Work instructions:
- 1) Find every line in the listing that contains the string "beige", with case counting, and copy each of those lines.
- 2) Write what comes next in the opinion column about Prince Andrew's role at Prince Philip's memorial service, continuing from its last sentence.

Extracted text:

+++

If you can’t see the problem with Andrew, ma’am,
perhaps it’s time to hang up the crown
Catherine
Bennett
Giving the prince centre stage at Philip’s memorial
service was a foolish misstep
Sat 2 Apr
2022 19.00 BST
It’s six
weeks since Prince Andrew settled out of court with his accuser, Virginia
Giuffre, for a sum estimated at £12m. Cheap at the price, it was suggested, if
the money (source unexplained) prevented sexual assault charges and a public
trial ruining his mother’s platinum jubilee. Whatever’s left to be ruined, that
is, after mixed results from the Cambridges’ vintage-inspired Caribbean visit
in which only Kate’s elaborate wardrobe signalled that anything had changed
since 1953.
Since
Andrew testified in the settlement to a hitherto unsuspected concern for
victims of sex trafficking, along with a newfound regret for knowing Jeffrey
Epstein, the deal was also welcomed as a victory for Giuffre’s fellow
survivors. A lawyer for Sarah Ransome, one of those abused by Epstein, called
the settlement a “banner day”; survivors had “been heard and were no longer
silenced”.
These
women, probably unfamiliar with correct form concerning the titled associates
of known sex offenders, could not have anticipated that Andrew’s discomfiture
would be strictly temporary. A prince who is no longer HRH owing to some
serious sexual allegations should still, as newly demonstrated by the UK’s
foremost role models, be seen at formal events and addressed ducally as “your
Grace”. Should one bow? A nod is usually acceptable where a prince has been
unable to account, as with Andrew, for a photograph of him pawing a teenage
girl, with Ghislaine Maxwell in the background. Following a period of
reflection – a month is ample – current protocol requires a monarch’s son
previously accused of sexual assault to take precedence in royal ceremonial
over siblings who have never associated with a known sex offender (Charles’s
favourites, Jimmy Savile and Laurens van der Post, were only posthumously
unmasked).
As the
Queen’s escort at Prince Philip’s memorial service, Andrew duly enjoyed a
central role: received by reverential clerics and a trumpet fanfare, then
serenaded to a front seat by less valued siblings and relations. If only a
prior engagement in New York’s Metropolitan Detention Center had not obliged
Ghislaine to send regrets it could have been just like old times.
As a
massive public affront to Giuffre and the other women raped by Epstein, the
event could hardly have been surpassed
As a
massive public affront to Giuffre and the other women raped by Andrew’s friend
Epstein, the event could hardly, however, have been surpassed. After being
silenced for years by their abusers’ allies, the women last week saw the
memorial to Prince Philip double, as dictated by Andrew’s leading role, as a
further denial of their existence. Juliette Bryant, a survivor of Epstein’s
abuse, said: “It’s not just an insult to the victims – it’s a complete insult
towards humanity.”
The deep
public respect and affection for the Queen, with an added tenderness that comes
of seeing her look, often, tired, small and alone, meant that this perverse
choreography was received, where she was concerned, less with disapproval than
with incredulity. How could this dutiful woman, one of the UK’s dwindling
emblems of national probity, have allowed her greedy, notoriously brutish son
to reinvent her husband’s memorial service as a rehabilitation opportunity? She
should have been one of the country’s last protections against epidemic Matt
Hancock Syndrome: the pathological inability to feel shame.

+++

Supplied data:
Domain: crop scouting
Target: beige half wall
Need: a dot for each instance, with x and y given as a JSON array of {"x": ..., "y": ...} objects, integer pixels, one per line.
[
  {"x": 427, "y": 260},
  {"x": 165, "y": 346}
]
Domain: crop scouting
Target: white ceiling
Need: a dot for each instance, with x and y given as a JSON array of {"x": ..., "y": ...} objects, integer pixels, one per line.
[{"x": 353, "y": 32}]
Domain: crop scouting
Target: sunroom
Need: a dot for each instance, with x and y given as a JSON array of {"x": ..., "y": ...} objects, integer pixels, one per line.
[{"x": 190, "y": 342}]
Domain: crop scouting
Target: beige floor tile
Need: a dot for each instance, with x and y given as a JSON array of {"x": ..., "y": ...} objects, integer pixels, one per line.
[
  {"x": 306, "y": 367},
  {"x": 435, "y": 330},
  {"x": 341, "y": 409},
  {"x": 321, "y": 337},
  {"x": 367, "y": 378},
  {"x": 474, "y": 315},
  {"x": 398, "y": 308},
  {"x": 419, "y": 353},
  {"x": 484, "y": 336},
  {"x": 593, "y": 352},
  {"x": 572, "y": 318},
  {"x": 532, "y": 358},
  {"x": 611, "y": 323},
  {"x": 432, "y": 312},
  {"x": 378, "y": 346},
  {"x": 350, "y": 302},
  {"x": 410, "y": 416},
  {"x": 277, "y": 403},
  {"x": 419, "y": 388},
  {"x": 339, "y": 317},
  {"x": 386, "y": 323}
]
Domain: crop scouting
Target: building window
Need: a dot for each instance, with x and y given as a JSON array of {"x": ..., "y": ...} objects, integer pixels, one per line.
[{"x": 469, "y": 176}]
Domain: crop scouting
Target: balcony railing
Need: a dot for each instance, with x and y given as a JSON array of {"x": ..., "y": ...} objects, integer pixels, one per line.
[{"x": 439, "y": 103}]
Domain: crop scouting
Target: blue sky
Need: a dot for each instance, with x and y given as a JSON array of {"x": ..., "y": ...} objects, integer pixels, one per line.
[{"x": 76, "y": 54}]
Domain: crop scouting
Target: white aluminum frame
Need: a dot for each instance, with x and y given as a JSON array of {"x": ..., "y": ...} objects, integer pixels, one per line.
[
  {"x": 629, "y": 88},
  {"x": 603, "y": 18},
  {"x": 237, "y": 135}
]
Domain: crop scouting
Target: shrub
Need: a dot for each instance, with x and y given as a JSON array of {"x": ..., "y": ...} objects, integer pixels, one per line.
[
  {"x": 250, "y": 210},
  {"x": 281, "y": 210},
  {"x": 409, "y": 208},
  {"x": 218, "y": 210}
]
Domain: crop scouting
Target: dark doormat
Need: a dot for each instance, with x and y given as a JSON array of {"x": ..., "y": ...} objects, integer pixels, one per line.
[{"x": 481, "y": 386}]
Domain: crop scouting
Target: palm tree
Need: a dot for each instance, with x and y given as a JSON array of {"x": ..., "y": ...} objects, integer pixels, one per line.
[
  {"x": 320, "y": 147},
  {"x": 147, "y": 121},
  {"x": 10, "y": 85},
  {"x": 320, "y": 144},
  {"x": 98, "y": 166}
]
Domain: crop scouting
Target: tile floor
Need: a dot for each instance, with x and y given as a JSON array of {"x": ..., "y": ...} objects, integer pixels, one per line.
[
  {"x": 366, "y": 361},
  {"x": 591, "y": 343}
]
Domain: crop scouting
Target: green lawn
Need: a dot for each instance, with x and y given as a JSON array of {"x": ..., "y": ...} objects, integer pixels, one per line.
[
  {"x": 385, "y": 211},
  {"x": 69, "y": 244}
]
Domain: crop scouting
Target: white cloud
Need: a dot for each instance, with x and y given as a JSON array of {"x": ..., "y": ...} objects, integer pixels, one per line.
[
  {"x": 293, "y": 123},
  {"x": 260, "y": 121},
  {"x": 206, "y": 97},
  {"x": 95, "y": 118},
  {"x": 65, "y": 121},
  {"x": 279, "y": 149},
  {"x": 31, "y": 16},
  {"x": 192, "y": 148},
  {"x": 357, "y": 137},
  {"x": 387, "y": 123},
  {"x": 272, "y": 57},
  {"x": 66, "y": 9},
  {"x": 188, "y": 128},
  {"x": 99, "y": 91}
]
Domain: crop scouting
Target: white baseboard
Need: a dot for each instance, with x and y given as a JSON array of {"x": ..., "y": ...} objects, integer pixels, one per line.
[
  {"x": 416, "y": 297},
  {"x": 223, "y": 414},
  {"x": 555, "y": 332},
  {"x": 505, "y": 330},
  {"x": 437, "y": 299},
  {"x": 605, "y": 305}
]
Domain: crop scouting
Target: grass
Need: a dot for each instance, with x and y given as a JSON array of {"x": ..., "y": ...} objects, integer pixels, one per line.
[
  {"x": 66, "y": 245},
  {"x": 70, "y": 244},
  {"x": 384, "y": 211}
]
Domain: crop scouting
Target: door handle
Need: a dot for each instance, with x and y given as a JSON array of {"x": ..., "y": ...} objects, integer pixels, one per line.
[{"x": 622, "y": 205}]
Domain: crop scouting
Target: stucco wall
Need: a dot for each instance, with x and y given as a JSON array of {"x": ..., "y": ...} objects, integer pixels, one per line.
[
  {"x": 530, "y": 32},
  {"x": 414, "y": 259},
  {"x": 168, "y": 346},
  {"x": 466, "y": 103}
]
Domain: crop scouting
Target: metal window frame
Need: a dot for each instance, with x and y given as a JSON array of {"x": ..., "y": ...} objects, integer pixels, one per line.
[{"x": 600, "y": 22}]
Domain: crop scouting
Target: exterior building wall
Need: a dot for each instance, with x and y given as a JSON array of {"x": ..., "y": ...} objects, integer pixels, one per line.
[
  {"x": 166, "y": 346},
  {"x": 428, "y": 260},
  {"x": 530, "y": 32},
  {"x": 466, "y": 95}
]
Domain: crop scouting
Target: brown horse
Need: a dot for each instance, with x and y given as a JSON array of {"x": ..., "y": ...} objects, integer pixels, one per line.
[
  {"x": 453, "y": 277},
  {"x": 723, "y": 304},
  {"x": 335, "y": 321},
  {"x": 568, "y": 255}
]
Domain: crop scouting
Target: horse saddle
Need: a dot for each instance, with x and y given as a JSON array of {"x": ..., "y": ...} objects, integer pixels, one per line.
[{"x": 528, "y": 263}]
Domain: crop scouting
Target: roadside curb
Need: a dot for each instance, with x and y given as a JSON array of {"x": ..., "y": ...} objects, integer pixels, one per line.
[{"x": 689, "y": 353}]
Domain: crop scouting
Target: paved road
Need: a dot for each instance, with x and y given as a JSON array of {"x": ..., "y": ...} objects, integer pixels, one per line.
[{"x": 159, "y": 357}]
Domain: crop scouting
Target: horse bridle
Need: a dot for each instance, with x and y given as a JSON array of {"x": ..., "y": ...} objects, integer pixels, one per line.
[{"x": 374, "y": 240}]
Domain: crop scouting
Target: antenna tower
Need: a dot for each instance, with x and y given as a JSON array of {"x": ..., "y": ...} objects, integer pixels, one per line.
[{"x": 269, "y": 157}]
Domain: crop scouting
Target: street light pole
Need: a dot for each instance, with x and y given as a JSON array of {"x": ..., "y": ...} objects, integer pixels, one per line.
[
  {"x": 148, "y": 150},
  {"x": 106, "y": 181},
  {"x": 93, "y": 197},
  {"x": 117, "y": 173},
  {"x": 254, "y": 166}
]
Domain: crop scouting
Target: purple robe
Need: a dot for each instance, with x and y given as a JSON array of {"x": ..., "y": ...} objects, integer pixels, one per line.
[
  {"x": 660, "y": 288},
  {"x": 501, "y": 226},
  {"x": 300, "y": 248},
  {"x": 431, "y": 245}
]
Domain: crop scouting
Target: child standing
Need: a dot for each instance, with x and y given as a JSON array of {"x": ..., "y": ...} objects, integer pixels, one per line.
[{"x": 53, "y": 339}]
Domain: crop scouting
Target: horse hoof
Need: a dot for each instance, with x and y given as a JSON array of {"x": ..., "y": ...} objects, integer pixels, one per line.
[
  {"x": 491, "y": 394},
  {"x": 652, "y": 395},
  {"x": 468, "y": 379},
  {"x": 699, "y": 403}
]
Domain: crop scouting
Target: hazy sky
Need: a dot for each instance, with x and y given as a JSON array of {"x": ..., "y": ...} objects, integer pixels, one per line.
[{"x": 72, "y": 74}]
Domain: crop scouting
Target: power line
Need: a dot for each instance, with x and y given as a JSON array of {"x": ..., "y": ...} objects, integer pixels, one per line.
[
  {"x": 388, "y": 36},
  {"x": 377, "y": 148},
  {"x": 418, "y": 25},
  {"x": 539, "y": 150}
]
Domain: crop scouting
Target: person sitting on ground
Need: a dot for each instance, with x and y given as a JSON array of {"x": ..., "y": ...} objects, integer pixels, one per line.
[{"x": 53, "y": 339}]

+++

Expected results:
- 1)
Target: beige half wall
Target: beige floor tile

- 2)
It’s
possible that the Queen never saw the seedy photo, is the one person who still
believes Andrew’s Newsnight codswallop: that he can’t sweat, always wears ties,
stayed at Epstein’s to “show leadership”. Maybe he was addressing Mummy all
along? “My judgment was probably coloured by my tendency to be too honourable,
but that’s just the way it is.”
As much as
her admirers would welcome any relief from the cognitive dissonance, this
explanation, since it requires a credulity alarming in a head of state,
obviously requires the Queen to step down. If she believes Andrew, what would
she not believe from Boris Johnson?
More likely
though, given her involvement in Andrew’s earlier demotion, the Queen was
acquainted with the accusations and with Andrew’s reasons for not repeating in
a courtroom his Newsnight line: “I have no recollection of ever meeting this
lady.” His accelerated redemption came after she witnessed, like everyone else,
Andrew dodging court papers, Andrew’s lawyers’, after they’d failed on
technicalities, resorting to insinuations about his accuser’s greed, morals,
false memory. Giuffre was even accused of being the harmful one, for somehow
diverting attention from “those who have actually perpetrated sexual offences
against minors”.
Only on
reaching a settlement did Andrew say she’d “suffered as an established victim
of abuse” and regret, as he’d previously refused to do, his association with
Epstein.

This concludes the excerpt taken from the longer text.